I think we have experimented the older generation enough since 1960 when we got our independence and I strongly believe this is the right time to give the youths a chance.

After all, those that make up the older generation today were youths when they first led the country. This does not in any way imply we won’t be needing the older ones any more. Their wealth of experience would be of great importance to the youths coming on board, not as godfathers though.

However, I also propose that there should be a drastic disconnect between the ideologies these older men have thus far propagated and the ones the younger generation will be coming on board with.

This is especially in the lucre for sordid gains and instant wealth at the point of getting into office. While we want the younger generation to come on board, I am saddened by the kind of leaders they will make when given the opportunity. For instance, a man who spent one year as a Student Union Government (SUG) President of his university and can not point at one achievement of his days in office, instead, it is on record that over N4 million could not be accounted for by him; what do you expect of that man if he becomes a governor of his state tomorrow?

Or the one who gets a budget of N3 million for a trip to New York only to come back and become a puppet who can no longer defend the interest of his fellow students because his mouth has been sealed by that gift of a trip abroad.

There are many examples of youths who have abused the small power given to them that, at times, you wonder if it is not better remaining with the older generation. After all, the devil you know, as they say, is better than the angel you don’t know

Truly, we want youths on board, sensible and progressive youths, not youths who will keep licking the feet of anyone that gives them money in the name of youth empowerment. Thus, I check the track record of every youth who declares his intentions for any political position. What has he done? Which offices has he occupied? How did he handle them? What did he do when he was made to choose between those that elected him and his personal comfort? These and more are questions we should ask before choosing a youth for any political position

There are few opportunities in relation to the number of persons seeking them. Thus the need to train more job creators than job seekers

What advice to you have for youths in Nigeria?

PROBLEM STATEMENT = Transcribe everything in the piece on youth in Nigerian politics from "After all, those" down to "as godfathers though.".

SUPPLIED ENTRIES =
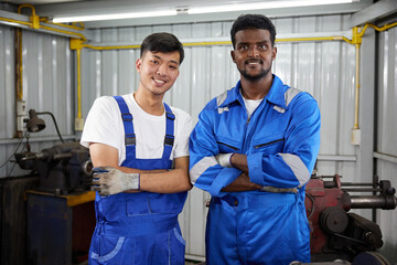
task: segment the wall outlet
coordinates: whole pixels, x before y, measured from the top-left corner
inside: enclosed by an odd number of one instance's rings
[[[17,131],[23,131],[23,120],[26,118],[26,103],[17,100]]]
[[[352,145],[360,146],[361,144],[361,129],[353,129],[352,130]]]
[[[75,118],[75,130],[82,131],[84,128],[84,118]]]

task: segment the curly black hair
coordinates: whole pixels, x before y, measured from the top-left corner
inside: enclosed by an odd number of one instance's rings
[[[276,26],[266,15],[262,14],[242,14],[233,23],[230,30],[233,47],[236,47],[236,33],[242,30],[260,29],[270,32],[271,45],[276,41]]]
[[[179,52],[180,64],[184,59],[184,50],[182,43],[178,40],[175,35],[168,32],[153,33],[144,38],[140,51],[141,57],[147,51],[150,51],[162,53]]]

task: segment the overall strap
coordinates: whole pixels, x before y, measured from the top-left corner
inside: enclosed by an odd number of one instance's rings
[[[114,96],[119,105],[121,119],[125,127],[125,145],[126,145],[126,160],[136,158],[136,135],[133,132],[132,115],[130,114],[127,103],[122,96]]]
[[[164,151],[162,159],[170,159],[173,142],[174,142],[174,120],[175,115],[172,113],[169,105],[164,103],[165,107],[165,138],[164,138]]]

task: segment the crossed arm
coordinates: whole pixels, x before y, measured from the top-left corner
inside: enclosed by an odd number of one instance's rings
[[[139,173],[140,191],[176,193],[192,189],[189,180],[189,157],[174,159],[172,170],[140,170],[118,166],[118,150],[104,144],[92,142],[89,153],[94,167],[111,167],[124,173]],[[137,192],[137,191],[125,191]]]
[[[251,191],[260,190],[261,187],[257,183],[254,183],[249,180],[248,177],[248,163],[247,156],[242,153],[234,153],[230,157],[230,162],[234,168],[237,168],[243,171],[240,176],[237,177],[229,186],[226,186],[222,191],[233,192],[233,191]]]

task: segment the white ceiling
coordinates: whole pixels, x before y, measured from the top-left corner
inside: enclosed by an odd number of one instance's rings
[[[84,15],[84,14],[104,14],[112,12],[137,12],[161,9],[181,9],[211,4],[233,4],[248,2],[266,2],[283,0],[0,0],[0,3],[21,4],[31,3],[35,7],[36,14],[40,17],[53,18],[56,15]],[[318,0],[322,1],[322,0]],[[380,2],[395,2],[396,0],[380,0]],[[244,13],[257,12],[264,13],[270,18],[275,17],[301,17],[332,13],[351,13],[371,8],[374,0],[355,0],[352,3],[340,3],[332,6],[298,7],[269,10],[244,11]],[[396,1],[397,2],[397,1]],[[393,4],[393,3],[391,3]],[[384,4],[385,6],[385,4]],[[387,9],[389,9],[388,3]],[[25,10],[26,14],[30,13]],[[114,21],[85,22],[86,28],[122,26],[122,25],[143,25],[162,23],[186,23],[234,20],[242,12],[226,13],[206,13],[206,14],[178,14],[173,17],[143,18],[143,19],[124,19]],[[364,13],[365,15],[365,13]]]

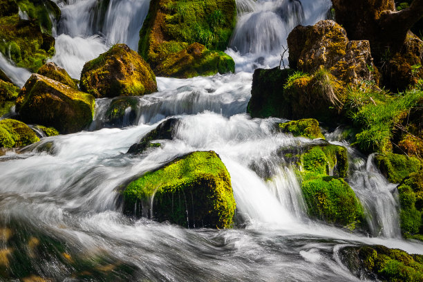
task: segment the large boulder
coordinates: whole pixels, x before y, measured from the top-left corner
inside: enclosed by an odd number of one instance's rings
[[[14,61],[17,66],[36,72],[55,53],[55,39],[51,36],[53,26],[51,22],[48,24],[45,21],[50,21],[47,6],[51,6],[59,13],[60,10],[51,1],[18,1],[17,3],[19,7],[22,6],[21,10],[28,11],[30,19],[19,19],[16,7],[10,1],[0,1],[0,6],[11,5],[5,12],[6,15],[0,17],[0,38],[2,39],[0,53]],[[44,22],[47,26],[44,26]]]
[[[66,72],[64,68],[58,66],[53,62],[44,64],[38,69],[37,73],[45,76],[46,77],[51,78],[68,86],[70,86],[73,88],[78,89],[78,85],[68,74],[68,72]]]
[[[81,73],[83,91],[97,98],[136,96],[157,91],[156,76],[145,61],[125,44],[115,44],[87,62]]]
[[[349,41],[345,30],[333,21],[298,26],[288,44],[292,68],[313,73],[323,67],[346,84],[377,79],[368,41]]]
[[[125,209],[189,227],[230,228],[231,180],[214,151],[196,151],[148,172],[123,191]],[[136,205],[136,206],[135,206]]]
[[[44,76],[33,74],[17,100],[21,120],[53,126],[62,133],[84,129],[93,120],[94,97]]]
[[[361,280],[421,281],[423,256],[382,245],[349,246],[339,252],[341,261]]]
[[[233,59],[222,51],[236,21],[234,0],[151,1],[138,51],[158,75],[187,78],[234,72]]]
[[[0,147],[24,147],[38,141],[35,133],[24,122],[11,119],[0,120]]]

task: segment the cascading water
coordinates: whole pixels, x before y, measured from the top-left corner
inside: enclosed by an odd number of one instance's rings
[[[84,62],[109,44],[122,40],[134,48],[149,2],[57,3],[63,17],[53,60],[77,78]],[[400,236],[396,202],[390,192],[393,186],[347,144],[342,143],[354,164],[348,181],[368,210],[373,236],[310,219],[299,180],[276,152],[312,141],[275,133],[274,124],[281,120],[251,119],[244,113],[252,70],[277,66],[279,44],[285,43],[290,30],[323,18],[330,1],[242,0],[237,4],[240,20],[233,49],[227,50],[236,59],[236,74],[158,77],[159,91],[138,98],[131,126],[103,128],[112,100],[97,100],[90,131],[45,138],[0,157],[0,227],[8,227],[20,238],[11,246],[0,240],[2,250],[30,254],[37,238],[44,252],[39,254],[41,258],[26,258],[26,267],[32,270],[28,276],[36,272],[53,281],[88,276],[111,281],[354,281],[358,279],[337,256],[342,246],[382,244],[423,254],[421,244]],[[254,23],[263,28],[261,32]],[[121,35],[118,26],[124,26]],[[160,140],[160,148],[138,156],[125,154],[170,117],[180,120],[172,140]],[[330,136],[327,139],[337,144]],[[226,165],[242,218],[239,227],[193,230],[122,214],[122,185],[196,150],[215,151]],[[77,266],[70,267],[66,261]]]

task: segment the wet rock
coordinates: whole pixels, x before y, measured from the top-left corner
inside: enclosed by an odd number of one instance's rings
[[[87,62],[79,86],[97,98],[157,91],[156,76],[149,64],[125,44],[114,45],[97,58]]]
[[[21,120],[53,126],[62,133],[84,129],[93,120],[94,97],[55,80],[33,74],[17,100]]]
[[[230,228],[236,203],[225,164],[214,151],[178,158],[131,182],[125,209],[189,227]],[[152,213],[152,214],[150,214]]]
[[[38,141],[35,133],[24,122],[11,119],[0,120],[0,147],[24,147]]]
[[[223,50],[236,21],[234,0],[160,0],[150,4],[138,51],[158,75],[180,78],[234,72]]]
[[[73,88],[78,89],[78,86],[75,80],[70,77],[64,68],[56,65],[55,63],[50,62],[44,64],[38,71],[39,75],[51,78],[64,84],[70,86]]]
[[[377,80],[367,40],[349,41],[333,21],[296,27],[288,38],[290,67],[313,73],[321,67],[346,84]]]
[[[126,153],[141,153],[149,147],[160,147],[160,143],[153,143],[153,140],[173,140],[178,124],[179,120],[177,118],[166,120],[149,132],[140,142],[131,146]]]

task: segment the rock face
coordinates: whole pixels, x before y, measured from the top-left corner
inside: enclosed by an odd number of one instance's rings
[[[236,20],[234,0],[151,1],[138,51],[157,75],[187,78],[234,72],[233,59],[221,51]]]
[[[179,123],[177,118],[169,118],[160,123],[144,136],[140,142],[131,146],[126,153],[141,153],[149,147],[160,147],[160,143],[152,143],[152,140],[173,139],[176,128]]]
[[[281,123],[279,129],[281,132],[291,133],[294,136],[311,139],[325,138],[319,127],[319,122],[312,118]]]
[[[38,141],[35,133],[24,122],[10,119],[0,120],[0,147],[24,147]]]
[[[125,44],[116,44],[85,64],[79,86],[97,98],[135,96],[157,91],[150,66]]]
[[[348,41],[345,30],[333,21],[298,26],[288,38],[290,67],[314,73],[323,66],[346,84],[377,79],[366,40]]]
[[[346,247],[339,252],[350,271],[363,280],[421,281],[423,256],[382,245]]]
[[[45,64],[39,68],[37,73],[46,77],[51,78],[76,90],[78,89],[77,83],[70,77],[66,70],[55,63],[50,62]]]
[[[28,12],[30,20],[20,19],[18,6]],[[1,0],[5,7],[0,16],[0,53],[10,57],[18,66],[37,71],[46,59],[55,53],[55,39],[51,36],[52,23],[48,10],[60,10],[51,1]],[[48,8],[50,7],[50,8]],[[34,20],[37,19],[37,20]]]
[[[91,95],[37,74],[26,82],[17,102],[22,120],[53,126],[62,133],[79,131],[88,126],[95,106]]]
[[[136,205],[144,216],[181,226],[233,225],[236,204],[230,176],[214,151],[178,158],[132,182],[123,194],[125,209],[131,214]]]

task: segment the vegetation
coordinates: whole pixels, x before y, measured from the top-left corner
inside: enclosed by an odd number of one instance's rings
[[[229,228],[235,200],[230,176],[216,153],[196,151],[148,172],[123,192],[125,205],[152,200],[153,217],[182,226]]]

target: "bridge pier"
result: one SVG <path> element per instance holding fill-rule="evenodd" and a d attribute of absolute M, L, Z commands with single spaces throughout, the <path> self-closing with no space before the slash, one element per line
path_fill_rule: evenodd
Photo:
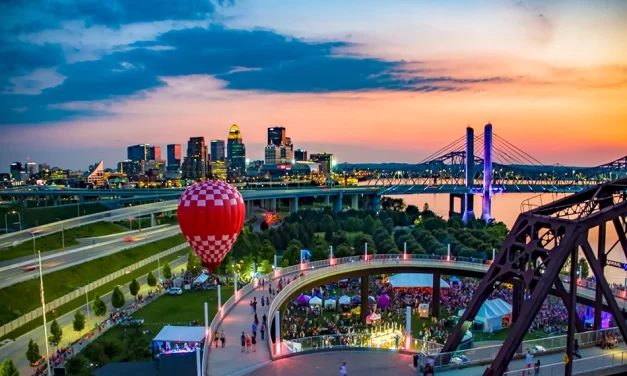
<path fill-rule="evenodd" d="M 340 192 L 337 196 L 335 196 L 335 198 L 333 199 L 333 212 L 335 213 L 339 213 L 342 211 L 342 200 L 344 199 L 344 193 Z"/>
<path fill-rule="evenodd" d="M 290 213 L 298 212 L 298 197 L 290 198 Z"/>
<path fill-rule="evenodd" d="M 433 272 L 433 291 L 431 301 L 431 317 L 440 317 L 440 279 L 439 271 Z"/>
<path fill-rule="evenodd" d="M 466 211 L 466 205 L 465 205 L 465 194 L 463 193 L 451 193 L 449 195 L 449 210 L 448 210 L 448 216 L 449 217 L 459 217 L 462 216 L 465 211 Z M 459 211 L 455 211 L 455 201 L 457 201 L 459 199 L 460 202 L 460 209 Z"/>

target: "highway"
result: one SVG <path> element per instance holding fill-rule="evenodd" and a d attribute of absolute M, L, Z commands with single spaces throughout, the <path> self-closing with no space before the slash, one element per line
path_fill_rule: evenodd
<path fill-rule="evenodd" d="M 180 272 L 179 269 L 181 267 L 185 267 L 186 263 L 187 263 L 187 256 L 183 256 L 171 262 L 170 266 L 173 272 L 178 273 Z M 155 276 L 157 277 L 159 276 L 159 270 L 154 270 L 153 273 L 155 274 Z M 137 281 L 141 285 L 139 294 L 146 295 L 148 290 L 150 289 L 150 287 L 146 284 L 146 276 L 138 278 Z M 133 302 L 133 297 L 129 292 L 128 284 L 124 286 L 120 286 L 120 290 L 122 290 L 122 292 L 124 293 L 126 297 L 127 306 L 130 306 L 130 304 Z M 90 295 L 90 298 L 93 299 L 93 295 Z M 85 325 L 86 328 L 93 328 L 96 322 L 101 322 L 102 319 L 108 318 L 109 313 L 113 311 L 113 306 L 111 306 L 111 293 L 108 293 L 107 295 L 102 296 L 102 300 L 107 304 L 106 316 L 97 318 L 93 314 L 91 314 L 90 315 L 91 321 L 89 323 L 86 323 Z M 87 317 L 87 306 L 83 305 L 80 308 L 80 310 L 83 312 L 83 314 L 85 314 L 85 317 Z M 72 328 L 72 320 L 74 319 L 75 312 L 76 311 L 72 311 L 70 313 L 67 313 L 66 315 L 63 315 L 57 318 L 57 322 L 59 323 L 59 325 L 61 326 L 63 330 L 63 340 L 61 341 L 63 346 L 67 346 L 68 342 L 73 342 L 79 338 L 79 335 L 78 335 L 79 333 L 75 332 L 74 329 Z M 91 312 L 91 307 L 90 307 L 90 312 Z M 48 330 L 50 330 L 50 321 L 48 321 Z M 86 332 L 87 331 L 84 330 L 83 334 L 85 334 Z M 26 347 L 28 345 L 28 341 L 31 338 L 33 339 L 33 341 L 39 344 L 39 352 L 42 355 L 45 355 L 46 347 L 45 347 L 45 342 L 44 342 L 43 326 L 38 327 L 37 329 L 31 331 L 30 333 L 24 334 L 23 336 L 17 338 L 15 342 L 11 344 L 0 347 L 0 359 L 13 359 L 13 361 L 15 362 L 15 365 L 20 370 L 21 375 L 31 375 L 33 373 L 33 368 L 31 368 L 28 365 L 28 361 L 26 360 L 26 357 L 24 356 L 24 354 L 26 353 Z M 51 348 L 50 349 L 51 354 L 52 354 L 52 351 L 53 350 Z"/>
<path fill-rule="evenodd" d="M 57 270 L 78 265 L 93 258 L 100 258 L 120 252 L 122 250 L 137 247 L 149 242 L 168 238 L 179 234 L 179 226 L 155 227 L 145 229 L 142 232 L 129 231 L 126 233 L 95 238 L 98 243 L 95 245 L 77 245 L 68 248 L 65 252 L 61 250 L 50 251 L 42 254 L 42 268 L 44 275 Z M 132 237 L 132 242 L 125 241 Z M 37 278 L 39 274 L 36 270 L 24 271 L 25 266 L 36 265 L 34 256 L 23 257 L 16 260 L 6 261 L 0 264 L 0 288 L 14 285 L 29 279 Z"/>

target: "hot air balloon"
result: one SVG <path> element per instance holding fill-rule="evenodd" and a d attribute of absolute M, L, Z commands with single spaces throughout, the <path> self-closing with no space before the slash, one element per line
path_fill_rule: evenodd
<path fill-rule="evenodd" d="M 177 214 L 185 239 L 213 272 L 235 244 L 246 208 L 235 187 L 205 180 L 185 190 Z"/>

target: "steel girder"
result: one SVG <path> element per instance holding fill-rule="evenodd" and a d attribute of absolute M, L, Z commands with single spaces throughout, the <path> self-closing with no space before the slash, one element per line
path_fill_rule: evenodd
<path fill-rule="evenodd" d="M 462 325 L 475 318 L 481 305 L 502 282 L 521 283 L 530 292 L 530 298 L 522 305 L 518 320 L 513 323 L 509 336 L 484 375 L 503 374 L 554 285 L 557 295 L 564 300 L 566 307 L 570 307 L 570 325 L 579 326 L 572 308 L 574 307 L 572 296 L 576 294 L 573 290 L 576 290 L 576 285 L 567 292 L 564 286 L 556 283 L 566 260 L 571 254 L 576 254 L 579 248 L 583 250 L 597 277 L 598 290 L 600 295 L 605 297 L 607 311 L 615 318 L 622 318 L 622 312 L 603 275 L 604 262 L 603 260 L 600 262 L 594 255 L 588 242 L 588 233 L 597 227 L 604 230 L 605 224 L 612 222 L 627 257 L 625 247 L 627 236 L 623 225 L 625 216 L 627 216 L 627 178 L 602 184 L 522 213 L 499 250 L 496 260 L 473 294 L 442 352 L 451 352 L 457 348 L 462 339 Z M 601 253 L 600 258 L 604 259 L 607 255 L 606 250 L 601 249 Z M 575 260 L 574 263 L 576 262 Z M 599 300 L 600 295 L 597 296 Z M 599 307 L 600 305 L 597 306 Z M 616 321 L 622 335 L 627 338 L 627 323 L 622 319 Z M 569 330 L 570 336 L 573 331 Z M 569 346 L 569 349 L 572 351 L 572 346 Z M 569 356 L 572 359 L 572 354 Z"/>

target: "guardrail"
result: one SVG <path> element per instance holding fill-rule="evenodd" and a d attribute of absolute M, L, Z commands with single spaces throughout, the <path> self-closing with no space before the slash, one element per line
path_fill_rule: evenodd
<path fill-rule="evenodd" d="M 627 351 L 615 352 L 605 355 L 591 356 L 573 361 L 573 375 L 579 375 L 602 369 L 614 368 L 627 365 Z M 505 372 L 504 376 L 518 376 L 523 372 L 529 371 L 528 368 L 516 371 Z M 553 363 L 540 366 L 540 375 L 542 376 L 563 376 L 564 363 Z"/>
<path fill-rule="evenodd" d="M 62 306 L 63 304 L 68 303 L 71 300 L 77 299 L 79 297 L 82 297 L 83 295 L 85 295 L 85 293 L 89 293 L 90 291 L 111 282 L 112 280 L 119 278 L 123 275 L 125 275 L 126 273 L 128 273 L 129 271 L 133 270 L 133 269 L 137 269 L 137 268 L 141 268 L 142 266 L 145 266 L 151 262 L 157 261 L 158 258 L 161 257 L 165 257 L 168 255 L 171 255 L 172 253 L 178 252 L 180 250 L 185 249 L 186 247 L 188 247 L 187 243 L 183 243 L 183 244 L 179 244 L 176 247 L 172 247 L 170 249 L 167 249 L 161 253 L 158 253 L 156 255 L 152 255 L 148 258 L 145 258 L 141 261 L 138 261 L 130 266 L 127 266 L 124 269 L 120 269 L 115 273 L 109 274 L 106 277 L 100 278 L 94 282 L 91 282 L 88 285 L 85 285 L 83 287 L 80 287 L 79 289 L 76 289 L 74 291 L 72 291 L 69 294 L 66 294 L 58 299 L 53 300 L 52 302 L 49 302 L 46 304 L 46 312 L 51 311 L 55 308 L 58 308 L 59 306 Z M 101 257 L 101 256 L 98 256 Z M 95 257 L 95 258 L 98 258 Z M 45 288 L 45 278 L 44 278 L 44 288 Z M 15 329 L 19 328 L 22 325 L 25 325 L 26 323 L 35 320 L 38 317 L 41 317 L 42 315 L 42 309 L 37 308 L 36 310 L 33 310 L 3 326 L 0 326 L 0 337 L 5 336 L 6 334 L 14 331 Z"/>

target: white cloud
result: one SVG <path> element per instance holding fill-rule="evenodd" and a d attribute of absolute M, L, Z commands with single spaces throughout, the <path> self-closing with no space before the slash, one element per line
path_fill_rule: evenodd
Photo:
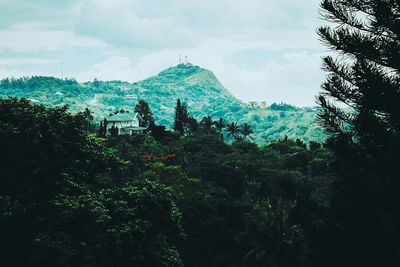
<path fill-rule="evenodd" d="M 55 51 L 68 47 L 105 47 L 96 38 L 78 36 L 72 31 L 2 30 L 0 52 Z"/>
<path fill-rule="evenodd" d="M 54 75 L 60 60 L 81 81 L 138 81 L 182 54 L 243 100 L 313 105 L 319 2 L 0 0 L 0 77 Z"/>
<path fill-rule="evenodd" d="M 59 63 L 56 59 L 47 58 L 1 58 L 0 67 L 21 66 L 21 65 L 53 65 Z"/>

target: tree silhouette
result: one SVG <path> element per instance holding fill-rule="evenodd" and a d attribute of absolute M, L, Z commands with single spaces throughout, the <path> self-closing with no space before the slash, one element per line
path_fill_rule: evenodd
<path fill-rule="evenodd" d="M 254 132 L 253 132 L 253 130 L 251 129 L 251 126 L 249 125 L 249 124 L 247 124 L 247 123 L 245 123 L 244 125 L 243 125 L 243 129 L 242 129 L 242 134 L 243 134 L 243 137 L 246 139 L 247 137 L 249 137 L 250 139 L 252 139 L 252 140 L 254 140 L 254 138 L 252 137 L 252 136 L 250 136 L 250 135 L 252 135 Z"/>
<path fill-rule="evenodd" d="M 146 101 L 141 99 L 135 106 L 135 112 L 138 113 L 143 119 L 141 121 L 142 127 L 152 127 L 154 125 L 153 112 Z"/>
<path fill-rule="evenodd" d="M 232 136 L 235 140 L 238 140 L 240 138 L 240 128 L 237 125 L 237 122 L 232 122 L 231 124 L 229 124 L 226 130 L 228 131 L 228 137 Z"/>
<path fill-rule="evenodd" d="M 222 129 L 226 127 L 226 121 L 223 118 L 219 118 L 219 120 L 214 121 L 213 124 L 220 133 L 222 132 Z"/>
<path fill-rule="evenodd" d="M 319 36 L 339 54 L 324 58 L 328 76 L 318 96 L 319 117 L 337 157 L 332 239 L 327 241 L 335 248 L 327 248 L 330 264 L 396 266 L 400 264 L 400 4 L 324 0 L 321 7 L 334 27 L 319 28 Z"/>
<path fill-rule="evenodd" d="M 200 121 L 200 127 L 205 131 L 205 132 L 210 132 L 211 128 L 213 126 L 213 120 L 211 116 L 204 117 Z"/>

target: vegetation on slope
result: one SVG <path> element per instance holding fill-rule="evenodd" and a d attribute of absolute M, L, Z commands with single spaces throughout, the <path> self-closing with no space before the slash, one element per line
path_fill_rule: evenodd
<path fill-rule="evenodd" d="M 288 105 L 251 108 L 232 96 L 212 72 L 190 64 L 166 69 L 133 84 L 121 81 L 79 84 L 71 79 L 52 77 L 5 79 L 0 82 L 0 97 L 6 96 L 28 98 L 49 107 L 67 104 L 73 112 L 90 108 L 97 121 L 116 110 L 133 111 L 138 101 L 144 99 L 153 110 L 156 122 L 169 128 L 172 128 L 179 98 L 197 119 L 209 115 L 239 124 L 250 123 L 258 143 L 284 136 L 305 142 L 325 139 L 316 123 L 315 109 Z"/>

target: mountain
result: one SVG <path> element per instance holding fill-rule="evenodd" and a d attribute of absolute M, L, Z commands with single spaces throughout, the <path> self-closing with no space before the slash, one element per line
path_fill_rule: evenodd
<path fill-rule="evenodd" d="M 325 134 L 316 123 L 315 108 L 272 105 L 252 108 L 235 98 L 209 70 L 191 64 L 168 68 L 154 77 L 136 83 L 31 77 L 0 82 L 0 97 L 31 99 L 47 106 L 68 104 L 73 112 L 90 108 L 97 119 L 121 108 L 133 111 L 140 99 L 149 102 L 156 122 L 171 127 L 176 100 L 188 105 L 190 114 L 210 115 L 229 122 L 249 123 L 259 143 L 285 135 L 306 142 L 323 141 Z"/>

ANSWER TO THE PROBLEM =
After all, those that make up the older generation today were youths when they first led the country. This does not in any way imply we won’t be needing the older ones any more. Their wealth of experience would be of great importance to the youths coming on board, not as godfathers though.